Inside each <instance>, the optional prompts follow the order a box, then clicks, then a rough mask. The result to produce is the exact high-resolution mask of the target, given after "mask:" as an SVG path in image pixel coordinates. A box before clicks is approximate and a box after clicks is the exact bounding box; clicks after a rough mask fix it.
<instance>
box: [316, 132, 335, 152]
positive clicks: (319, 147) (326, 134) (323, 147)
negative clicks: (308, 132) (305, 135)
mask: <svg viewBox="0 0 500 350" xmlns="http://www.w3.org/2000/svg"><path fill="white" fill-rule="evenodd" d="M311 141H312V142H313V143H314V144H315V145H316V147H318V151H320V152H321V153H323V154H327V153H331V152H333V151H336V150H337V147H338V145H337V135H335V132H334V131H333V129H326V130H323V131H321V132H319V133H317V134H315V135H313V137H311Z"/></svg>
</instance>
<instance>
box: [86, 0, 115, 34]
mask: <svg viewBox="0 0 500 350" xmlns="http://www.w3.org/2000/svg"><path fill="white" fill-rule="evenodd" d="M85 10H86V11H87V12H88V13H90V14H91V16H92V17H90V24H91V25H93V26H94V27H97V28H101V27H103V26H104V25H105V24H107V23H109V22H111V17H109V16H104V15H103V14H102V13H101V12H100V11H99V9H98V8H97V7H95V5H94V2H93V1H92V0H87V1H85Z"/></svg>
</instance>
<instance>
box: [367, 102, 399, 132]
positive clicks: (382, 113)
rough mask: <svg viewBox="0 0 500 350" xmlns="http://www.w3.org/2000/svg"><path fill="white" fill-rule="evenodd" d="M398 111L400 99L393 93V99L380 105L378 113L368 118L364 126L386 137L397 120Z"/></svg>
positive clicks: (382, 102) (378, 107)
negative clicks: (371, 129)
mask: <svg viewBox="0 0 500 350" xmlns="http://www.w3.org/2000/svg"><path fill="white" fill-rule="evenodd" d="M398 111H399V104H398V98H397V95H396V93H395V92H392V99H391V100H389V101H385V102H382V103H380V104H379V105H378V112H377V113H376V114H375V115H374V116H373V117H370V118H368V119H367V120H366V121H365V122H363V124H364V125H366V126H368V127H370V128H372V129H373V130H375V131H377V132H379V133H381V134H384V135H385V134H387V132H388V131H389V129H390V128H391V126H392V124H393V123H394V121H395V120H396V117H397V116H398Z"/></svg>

★ ★ ★

» About this task
Write out exactly the lines from the beginning of the material above through the line with "positive clicks: (319, 147)", including both and omitting all others.

» Response to this exercise
Inside each <instance>, the optional prompts follow the order a box, then clicks, then a rough mask. The result to produce is the exact high-resolution mask of the target, given after "mask:" as an SVG path in image pixel coordinates. A box before clicks is approximate and a box after clicks is the exact bounding box; clicks after a rough mask fix it.
<instance>
box: [316, 132, 335, 152]
positive clicks: (319, 147) (326, 134) (323, 147)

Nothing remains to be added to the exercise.